Dove e quando
S. Dwi Stya Acong. Primae Noctis Art Gallery, Lugano. Fino al 6 aprile 2019. Orari: da lunedì a venerdì 10.00-18.00, sabato su appuntamento. www.primaenoctis.com

S. Dwi Stya Acong, Ruang Sunyi #1, 2018, olio su tela


Un po’ di Indonesia a Lugano

La Primae Noctis Art Gallery ospita una personale del pittore S. Dwi Stya Acong
/ 25.03.2019
di Alessia Brughera

Quanto l’ambiente artistico indonesiano si trovi ancora in una fase embrionale dal punto di vista della vitalità e delle relazioni internazionali lo dimostra il fatto che il Museo d’Arte Moderna e Contemporanea di Nusantara, il primo del suo genere nel Paese, ha visto la luce solo nel 2017. Oltre a tanti artisti locali, la raccolta di questa istituzione con sede a Giacarta (il cui nucleo principale è costituito dalle ottocento opere concesse in prestito dall’uomo d’affari e collezionista Haryanto Adikoesoemo) annovera nomi di fama mondiale, tra cui Jeff Koons, Robert Rauschenberg, Andy Warhol e Gerhard Richter, creando così una preziosa connessione con ciò che travalica i confini nazionali.

> _Istruzioni_:
1. Rispondi in breve a queste domande sull'articolo sulla mostra:
(a) Fino a quale giorno resta aperta la mostra?
(b) In che anno è nato il Museo d'Arte Moderna e Contemporanea di Nusantara?
(c) Quante opere ha dato in prestito Haryanto Adikoesoemo?
2. Estrai dall'articolo sulla mostra, parola per parola, il brano che comincia con le parole "Un po’ di Indonesia" e finisce con "i confini nazionali.".
Questi dati vengono da una fonte diversa dall'articolo.

> _Dati estratti_:
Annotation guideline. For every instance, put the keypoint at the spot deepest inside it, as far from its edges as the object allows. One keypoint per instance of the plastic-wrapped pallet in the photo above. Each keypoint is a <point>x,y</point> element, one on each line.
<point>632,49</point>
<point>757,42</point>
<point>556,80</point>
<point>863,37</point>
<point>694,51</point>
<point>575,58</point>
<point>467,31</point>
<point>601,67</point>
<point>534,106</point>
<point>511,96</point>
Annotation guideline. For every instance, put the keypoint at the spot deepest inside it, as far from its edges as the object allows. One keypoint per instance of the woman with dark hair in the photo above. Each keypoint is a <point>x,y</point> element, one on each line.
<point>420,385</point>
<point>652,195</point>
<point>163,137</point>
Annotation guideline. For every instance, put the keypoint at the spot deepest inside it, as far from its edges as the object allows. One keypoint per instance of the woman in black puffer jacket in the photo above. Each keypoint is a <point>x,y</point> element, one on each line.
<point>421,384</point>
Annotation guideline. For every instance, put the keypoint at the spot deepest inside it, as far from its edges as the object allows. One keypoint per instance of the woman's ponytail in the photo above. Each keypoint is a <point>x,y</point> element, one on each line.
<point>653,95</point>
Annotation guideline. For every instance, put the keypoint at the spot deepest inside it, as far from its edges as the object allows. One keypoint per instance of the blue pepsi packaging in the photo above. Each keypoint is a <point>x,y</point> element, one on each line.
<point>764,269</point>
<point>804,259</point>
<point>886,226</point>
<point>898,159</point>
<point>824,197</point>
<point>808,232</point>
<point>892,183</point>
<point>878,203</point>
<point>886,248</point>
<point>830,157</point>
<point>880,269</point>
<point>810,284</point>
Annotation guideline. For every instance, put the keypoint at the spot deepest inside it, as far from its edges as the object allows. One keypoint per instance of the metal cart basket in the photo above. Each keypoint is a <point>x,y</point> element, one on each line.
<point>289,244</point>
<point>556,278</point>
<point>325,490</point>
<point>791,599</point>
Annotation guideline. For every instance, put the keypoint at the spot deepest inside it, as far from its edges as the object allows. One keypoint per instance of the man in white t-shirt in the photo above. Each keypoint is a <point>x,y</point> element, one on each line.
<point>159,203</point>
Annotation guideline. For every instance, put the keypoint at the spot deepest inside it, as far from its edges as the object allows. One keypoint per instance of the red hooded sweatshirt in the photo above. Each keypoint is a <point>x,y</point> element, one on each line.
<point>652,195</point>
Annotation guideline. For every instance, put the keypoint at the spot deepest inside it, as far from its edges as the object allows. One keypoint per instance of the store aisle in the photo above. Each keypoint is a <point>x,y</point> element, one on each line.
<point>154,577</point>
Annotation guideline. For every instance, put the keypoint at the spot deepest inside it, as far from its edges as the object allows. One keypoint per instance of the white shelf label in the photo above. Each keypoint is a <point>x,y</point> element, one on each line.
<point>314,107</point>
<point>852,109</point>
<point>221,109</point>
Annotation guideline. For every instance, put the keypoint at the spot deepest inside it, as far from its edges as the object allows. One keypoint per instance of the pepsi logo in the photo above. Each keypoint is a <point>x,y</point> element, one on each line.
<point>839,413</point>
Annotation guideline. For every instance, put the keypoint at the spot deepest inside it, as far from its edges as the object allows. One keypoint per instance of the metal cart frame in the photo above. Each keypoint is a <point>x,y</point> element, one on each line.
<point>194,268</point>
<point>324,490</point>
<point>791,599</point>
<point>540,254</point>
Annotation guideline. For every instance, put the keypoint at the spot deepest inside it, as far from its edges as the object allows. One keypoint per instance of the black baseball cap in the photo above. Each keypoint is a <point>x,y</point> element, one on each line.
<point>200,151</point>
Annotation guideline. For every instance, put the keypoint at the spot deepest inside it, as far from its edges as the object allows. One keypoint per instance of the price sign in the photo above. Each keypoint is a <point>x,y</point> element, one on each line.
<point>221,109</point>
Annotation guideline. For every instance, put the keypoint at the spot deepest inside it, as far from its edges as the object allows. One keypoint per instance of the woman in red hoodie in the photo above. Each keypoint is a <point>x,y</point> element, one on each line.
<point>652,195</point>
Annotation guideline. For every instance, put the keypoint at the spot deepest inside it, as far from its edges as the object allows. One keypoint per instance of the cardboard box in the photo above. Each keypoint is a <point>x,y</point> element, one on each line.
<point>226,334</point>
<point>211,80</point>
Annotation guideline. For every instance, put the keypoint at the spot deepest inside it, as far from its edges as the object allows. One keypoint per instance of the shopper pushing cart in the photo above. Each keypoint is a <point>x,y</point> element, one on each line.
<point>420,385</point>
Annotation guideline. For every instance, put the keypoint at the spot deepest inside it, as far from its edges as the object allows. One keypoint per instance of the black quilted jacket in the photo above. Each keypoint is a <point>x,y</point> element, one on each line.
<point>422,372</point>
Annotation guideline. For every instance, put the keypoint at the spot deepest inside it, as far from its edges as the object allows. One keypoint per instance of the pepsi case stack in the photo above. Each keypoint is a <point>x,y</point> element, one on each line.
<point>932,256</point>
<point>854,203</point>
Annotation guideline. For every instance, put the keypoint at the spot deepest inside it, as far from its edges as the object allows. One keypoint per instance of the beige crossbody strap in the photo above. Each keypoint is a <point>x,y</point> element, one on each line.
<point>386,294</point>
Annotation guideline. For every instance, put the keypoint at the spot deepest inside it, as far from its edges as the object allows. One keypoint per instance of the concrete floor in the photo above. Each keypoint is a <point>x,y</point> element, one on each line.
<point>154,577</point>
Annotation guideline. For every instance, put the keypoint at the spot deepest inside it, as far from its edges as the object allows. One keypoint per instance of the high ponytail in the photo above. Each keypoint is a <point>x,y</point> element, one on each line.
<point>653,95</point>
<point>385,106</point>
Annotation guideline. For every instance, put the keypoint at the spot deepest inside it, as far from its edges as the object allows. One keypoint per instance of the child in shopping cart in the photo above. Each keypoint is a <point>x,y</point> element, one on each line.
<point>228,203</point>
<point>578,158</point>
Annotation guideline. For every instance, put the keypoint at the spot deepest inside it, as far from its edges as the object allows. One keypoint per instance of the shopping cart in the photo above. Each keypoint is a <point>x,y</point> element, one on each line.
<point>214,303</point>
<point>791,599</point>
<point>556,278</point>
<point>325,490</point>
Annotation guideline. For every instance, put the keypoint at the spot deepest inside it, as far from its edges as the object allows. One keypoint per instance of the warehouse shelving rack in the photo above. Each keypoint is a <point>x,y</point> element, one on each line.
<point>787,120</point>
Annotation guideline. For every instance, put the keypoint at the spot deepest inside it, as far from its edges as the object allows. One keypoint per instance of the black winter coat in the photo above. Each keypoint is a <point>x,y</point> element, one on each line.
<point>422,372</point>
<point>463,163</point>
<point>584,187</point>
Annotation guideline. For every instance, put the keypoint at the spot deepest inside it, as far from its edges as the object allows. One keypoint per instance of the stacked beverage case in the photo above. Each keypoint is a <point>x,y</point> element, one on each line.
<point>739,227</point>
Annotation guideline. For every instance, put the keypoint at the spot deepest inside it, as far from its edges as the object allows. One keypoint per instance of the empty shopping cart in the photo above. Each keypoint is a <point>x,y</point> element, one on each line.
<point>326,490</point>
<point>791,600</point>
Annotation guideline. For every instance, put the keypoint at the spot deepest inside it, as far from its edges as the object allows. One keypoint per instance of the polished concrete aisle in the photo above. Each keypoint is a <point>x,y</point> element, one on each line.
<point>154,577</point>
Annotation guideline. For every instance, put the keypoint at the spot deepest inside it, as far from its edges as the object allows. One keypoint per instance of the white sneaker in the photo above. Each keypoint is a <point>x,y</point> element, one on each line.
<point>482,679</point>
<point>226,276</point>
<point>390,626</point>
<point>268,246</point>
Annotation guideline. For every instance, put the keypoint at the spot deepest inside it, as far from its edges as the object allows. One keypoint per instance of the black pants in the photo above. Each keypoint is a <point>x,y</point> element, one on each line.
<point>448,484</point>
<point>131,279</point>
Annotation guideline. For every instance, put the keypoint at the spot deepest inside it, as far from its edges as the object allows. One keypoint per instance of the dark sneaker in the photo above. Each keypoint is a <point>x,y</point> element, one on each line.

> _Risposte_:
1.
(a) Fino al 6 aprile 2019.
(b) Nel 2017.
(c) Ottocento.

2.
Un po’ di Indonesia a Lugano

La Primae Noctis Art Gallery ospita una personale del pittore S. Dwi Stya Acong
/ 25.03.2019
di Alessia Brughera

Quanto l’ambiente artistico indonesiano si trovi ancora in una fase embrionale dal punto di vista della vitalità e delle relazioni internazionali lo dimostra il fatto che il Museo d’Arte Moderna e Contemporanea di Nusantara, il primo del suo genere nel Paese, ha visto la luce solo nel 2017. Oltre a tanti artisti locali, la raccolta di questa istituzione con sede a Giacarta (il cui nucleo principale è costituito dalle ottocento opere concesse in prestito dall’uomo d’affari e collezionista Haryanto Adikoesoemo) annovera nomi di fama mondiale, tra cui Jeff Koons, Robert Rauschenberg, Andy Warhol e Gerhard Richter, creando così una preziosa connessione con ciò che travalica i confini nazionali.